Exercise goal »
Exactly reproduce the lines from the line containing "Locate every instance of the wicker" to the end of the data below, inclusive, and nothing else.

--- Begin Given records ---

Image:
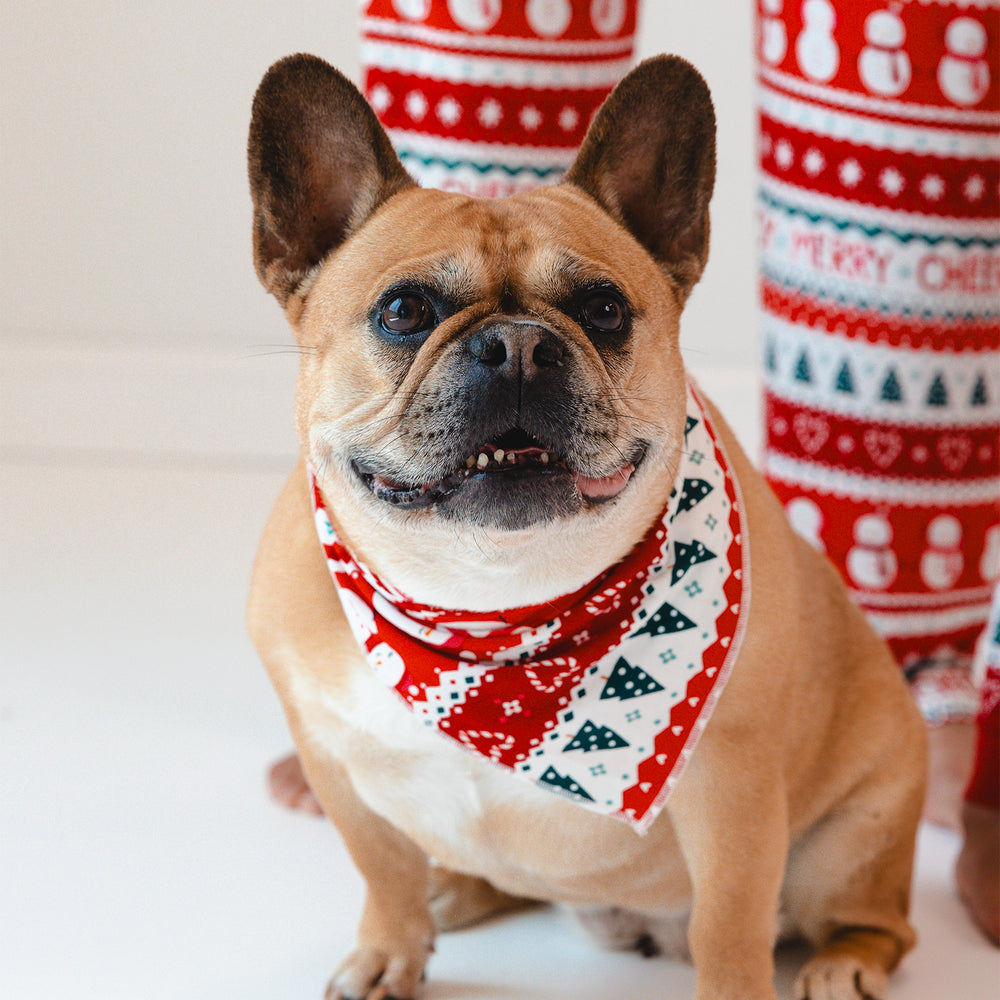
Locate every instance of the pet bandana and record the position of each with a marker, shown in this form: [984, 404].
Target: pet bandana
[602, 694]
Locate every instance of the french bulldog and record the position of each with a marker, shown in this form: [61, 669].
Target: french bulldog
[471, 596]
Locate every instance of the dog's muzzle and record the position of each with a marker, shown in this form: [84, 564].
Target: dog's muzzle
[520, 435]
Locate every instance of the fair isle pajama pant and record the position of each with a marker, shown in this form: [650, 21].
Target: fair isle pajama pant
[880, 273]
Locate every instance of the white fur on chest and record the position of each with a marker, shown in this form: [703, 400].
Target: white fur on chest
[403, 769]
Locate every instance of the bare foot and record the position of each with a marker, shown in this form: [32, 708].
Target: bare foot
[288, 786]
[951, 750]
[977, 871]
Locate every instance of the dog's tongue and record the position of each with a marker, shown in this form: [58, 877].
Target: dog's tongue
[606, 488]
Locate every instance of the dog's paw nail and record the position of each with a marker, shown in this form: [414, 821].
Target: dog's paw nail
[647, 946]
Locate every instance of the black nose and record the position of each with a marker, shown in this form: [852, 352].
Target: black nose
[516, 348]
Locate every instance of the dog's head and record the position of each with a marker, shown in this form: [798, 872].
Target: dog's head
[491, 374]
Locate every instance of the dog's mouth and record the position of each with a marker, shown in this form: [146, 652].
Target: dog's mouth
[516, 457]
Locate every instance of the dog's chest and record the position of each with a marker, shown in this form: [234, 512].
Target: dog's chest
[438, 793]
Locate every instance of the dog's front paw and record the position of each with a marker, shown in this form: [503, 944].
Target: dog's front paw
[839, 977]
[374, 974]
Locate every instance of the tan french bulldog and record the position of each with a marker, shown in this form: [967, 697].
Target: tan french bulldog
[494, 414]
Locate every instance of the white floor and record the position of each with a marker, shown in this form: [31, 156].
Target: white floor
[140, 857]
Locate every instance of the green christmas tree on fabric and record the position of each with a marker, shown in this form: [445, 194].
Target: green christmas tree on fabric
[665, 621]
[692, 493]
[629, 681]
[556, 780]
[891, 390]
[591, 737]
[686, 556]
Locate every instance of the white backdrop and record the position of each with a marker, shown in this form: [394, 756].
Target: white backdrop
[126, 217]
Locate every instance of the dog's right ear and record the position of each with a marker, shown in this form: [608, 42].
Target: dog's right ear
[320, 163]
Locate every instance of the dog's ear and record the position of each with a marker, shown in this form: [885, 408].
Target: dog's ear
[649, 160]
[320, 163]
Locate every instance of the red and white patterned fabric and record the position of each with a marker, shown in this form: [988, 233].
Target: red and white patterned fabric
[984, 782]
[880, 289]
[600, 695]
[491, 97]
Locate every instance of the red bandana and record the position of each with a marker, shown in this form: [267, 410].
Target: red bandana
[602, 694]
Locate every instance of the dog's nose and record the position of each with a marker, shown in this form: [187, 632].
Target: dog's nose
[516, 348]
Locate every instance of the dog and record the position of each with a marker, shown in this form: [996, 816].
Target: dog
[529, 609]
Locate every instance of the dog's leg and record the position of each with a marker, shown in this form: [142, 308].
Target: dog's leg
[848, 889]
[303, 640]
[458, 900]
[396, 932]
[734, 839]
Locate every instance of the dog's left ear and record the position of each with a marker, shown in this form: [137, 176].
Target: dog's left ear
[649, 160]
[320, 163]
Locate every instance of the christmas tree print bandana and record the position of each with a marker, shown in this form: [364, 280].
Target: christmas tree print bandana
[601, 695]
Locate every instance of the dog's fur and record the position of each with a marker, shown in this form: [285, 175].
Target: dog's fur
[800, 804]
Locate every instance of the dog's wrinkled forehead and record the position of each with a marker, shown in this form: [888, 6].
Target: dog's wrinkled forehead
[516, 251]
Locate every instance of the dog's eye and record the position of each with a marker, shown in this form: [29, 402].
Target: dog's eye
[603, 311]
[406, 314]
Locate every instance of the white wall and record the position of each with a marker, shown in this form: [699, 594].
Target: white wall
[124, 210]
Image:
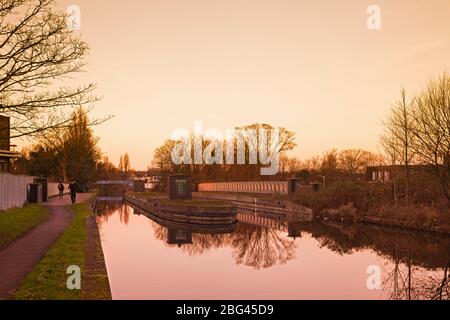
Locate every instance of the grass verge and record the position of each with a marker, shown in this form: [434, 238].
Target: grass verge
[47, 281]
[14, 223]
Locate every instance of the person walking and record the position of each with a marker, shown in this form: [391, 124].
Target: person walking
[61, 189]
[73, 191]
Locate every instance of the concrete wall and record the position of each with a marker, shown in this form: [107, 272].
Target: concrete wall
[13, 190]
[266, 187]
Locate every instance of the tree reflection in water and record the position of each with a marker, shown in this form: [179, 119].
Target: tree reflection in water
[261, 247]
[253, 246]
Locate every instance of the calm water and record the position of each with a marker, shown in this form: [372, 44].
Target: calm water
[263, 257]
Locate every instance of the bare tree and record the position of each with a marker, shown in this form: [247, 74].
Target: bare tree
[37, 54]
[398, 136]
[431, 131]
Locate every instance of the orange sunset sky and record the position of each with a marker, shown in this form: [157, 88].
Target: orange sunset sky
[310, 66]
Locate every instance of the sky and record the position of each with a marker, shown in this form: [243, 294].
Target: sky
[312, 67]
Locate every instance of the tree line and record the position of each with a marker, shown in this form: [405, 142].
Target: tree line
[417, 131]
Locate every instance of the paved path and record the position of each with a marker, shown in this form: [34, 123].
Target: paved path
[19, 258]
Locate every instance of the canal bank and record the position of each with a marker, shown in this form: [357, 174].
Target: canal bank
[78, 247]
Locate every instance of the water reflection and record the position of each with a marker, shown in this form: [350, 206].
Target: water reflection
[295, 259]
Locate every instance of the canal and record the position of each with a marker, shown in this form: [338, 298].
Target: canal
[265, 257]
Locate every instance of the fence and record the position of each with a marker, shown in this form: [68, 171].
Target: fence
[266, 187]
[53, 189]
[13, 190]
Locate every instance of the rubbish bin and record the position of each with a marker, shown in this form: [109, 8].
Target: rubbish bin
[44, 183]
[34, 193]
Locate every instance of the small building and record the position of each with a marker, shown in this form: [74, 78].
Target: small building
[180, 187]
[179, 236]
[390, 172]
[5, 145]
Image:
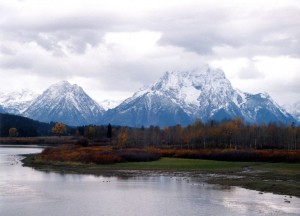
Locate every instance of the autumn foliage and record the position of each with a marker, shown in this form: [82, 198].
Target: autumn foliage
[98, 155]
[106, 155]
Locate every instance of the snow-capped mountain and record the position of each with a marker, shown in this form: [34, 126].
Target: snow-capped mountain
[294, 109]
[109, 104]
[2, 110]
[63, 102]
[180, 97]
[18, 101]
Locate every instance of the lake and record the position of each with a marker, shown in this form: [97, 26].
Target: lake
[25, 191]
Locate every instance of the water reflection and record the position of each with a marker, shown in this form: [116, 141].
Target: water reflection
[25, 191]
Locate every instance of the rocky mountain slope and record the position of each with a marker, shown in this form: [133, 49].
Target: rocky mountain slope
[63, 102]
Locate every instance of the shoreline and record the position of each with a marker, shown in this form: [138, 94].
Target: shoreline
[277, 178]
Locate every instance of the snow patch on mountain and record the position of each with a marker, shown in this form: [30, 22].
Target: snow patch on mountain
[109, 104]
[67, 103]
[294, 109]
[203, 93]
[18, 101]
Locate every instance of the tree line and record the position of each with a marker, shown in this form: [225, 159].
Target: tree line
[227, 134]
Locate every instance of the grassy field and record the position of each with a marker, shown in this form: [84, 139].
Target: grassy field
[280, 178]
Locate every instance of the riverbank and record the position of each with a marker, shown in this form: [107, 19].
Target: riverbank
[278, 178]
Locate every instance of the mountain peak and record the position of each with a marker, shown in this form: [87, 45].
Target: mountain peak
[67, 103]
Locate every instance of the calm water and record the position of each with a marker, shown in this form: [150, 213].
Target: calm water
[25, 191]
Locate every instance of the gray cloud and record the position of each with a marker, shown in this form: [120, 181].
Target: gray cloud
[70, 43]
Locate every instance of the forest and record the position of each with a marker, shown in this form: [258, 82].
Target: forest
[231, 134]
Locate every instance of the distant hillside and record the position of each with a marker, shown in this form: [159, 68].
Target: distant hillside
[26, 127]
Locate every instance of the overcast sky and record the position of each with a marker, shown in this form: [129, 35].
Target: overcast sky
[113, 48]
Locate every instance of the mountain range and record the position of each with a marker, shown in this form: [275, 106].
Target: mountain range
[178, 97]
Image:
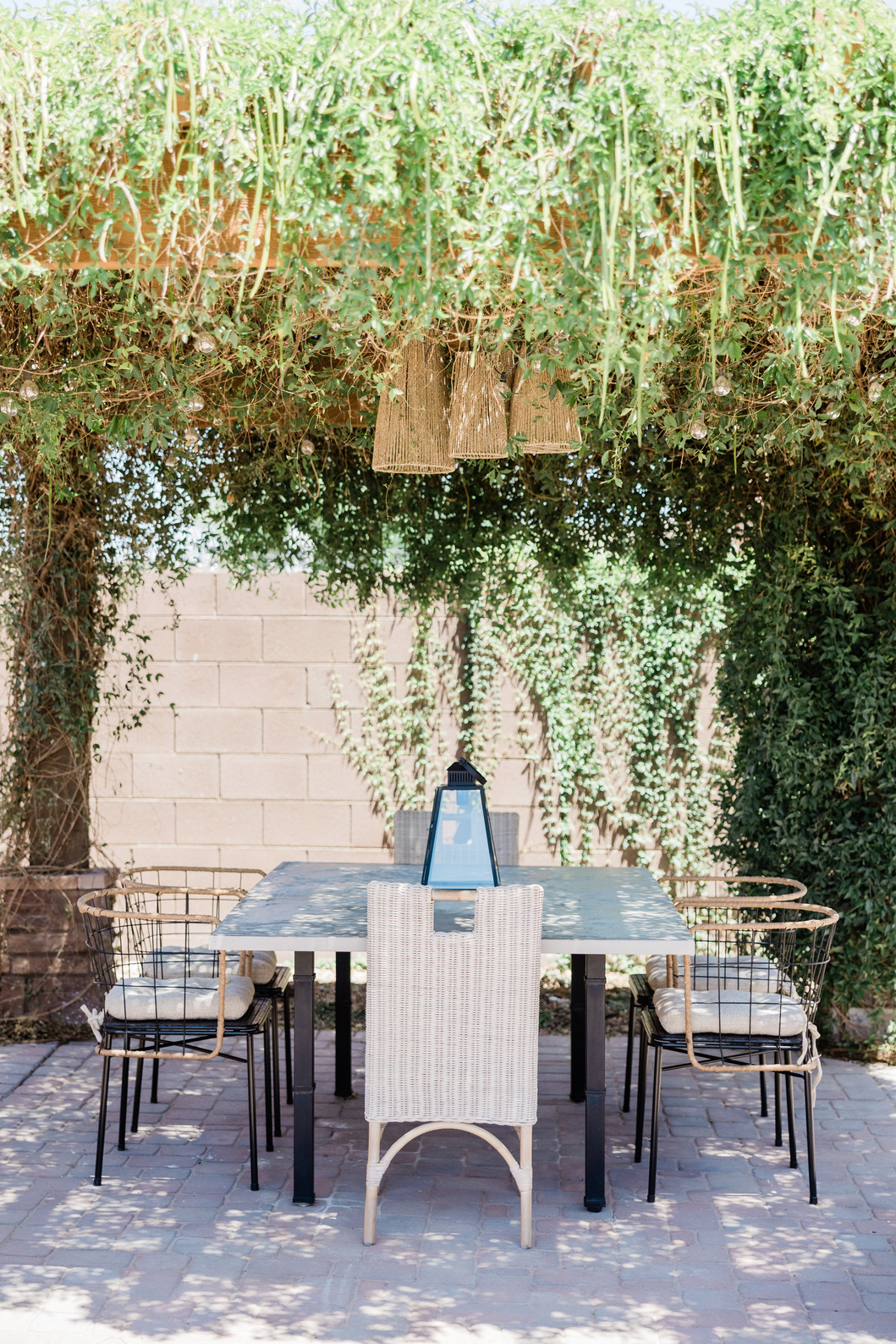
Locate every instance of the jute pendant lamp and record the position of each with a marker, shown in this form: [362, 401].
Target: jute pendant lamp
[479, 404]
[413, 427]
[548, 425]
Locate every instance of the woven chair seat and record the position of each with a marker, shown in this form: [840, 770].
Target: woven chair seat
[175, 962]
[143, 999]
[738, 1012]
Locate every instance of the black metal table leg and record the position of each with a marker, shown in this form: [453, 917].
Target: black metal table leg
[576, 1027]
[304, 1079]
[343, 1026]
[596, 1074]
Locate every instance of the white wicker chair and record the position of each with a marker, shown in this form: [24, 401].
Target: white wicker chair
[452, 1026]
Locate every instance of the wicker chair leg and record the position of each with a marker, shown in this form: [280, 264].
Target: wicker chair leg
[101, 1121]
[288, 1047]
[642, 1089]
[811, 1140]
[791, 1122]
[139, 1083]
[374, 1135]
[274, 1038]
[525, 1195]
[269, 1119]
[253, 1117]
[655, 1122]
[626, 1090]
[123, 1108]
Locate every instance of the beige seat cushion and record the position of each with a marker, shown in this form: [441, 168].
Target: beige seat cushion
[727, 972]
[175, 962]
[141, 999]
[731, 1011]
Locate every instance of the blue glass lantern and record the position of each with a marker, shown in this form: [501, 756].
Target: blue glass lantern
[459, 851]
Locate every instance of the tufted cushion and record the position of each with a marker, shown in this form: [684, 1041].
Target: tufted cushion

--- End Given records ---

Exercise result »
Locate every instance of the wicker chair leg and record the position of each with a marker, shown in this form: [280, 264].
Target: wicker chair leg
[101, 1121]
[288, 1047]
[642, 1089]
[811, 1140]
[791, 1122]
[139, 1083]
[374, 1135]
[274, 1038]
[525, 1195]
[269, 1119]
[253, 1117]
[655, 1122]
[626, 1090]
[123, 1108]
Locate every instance of the beige seat cushion and record the position of each with a marker, shown in this form: [441, 168].
Target: beige seat cushion
[727, 972]
[175, 962]
[141, 999]
[731, 1011]
Locate every instance of the blue glass lantern and record the position of each with a marker, shown in this form: [501, 756].
Target: blue glass lantern
[459, 851]
Locate every instance of the tufted cushion and record the position of each with a marker, shown in this form: [684, 1041].
Target: tufted cushion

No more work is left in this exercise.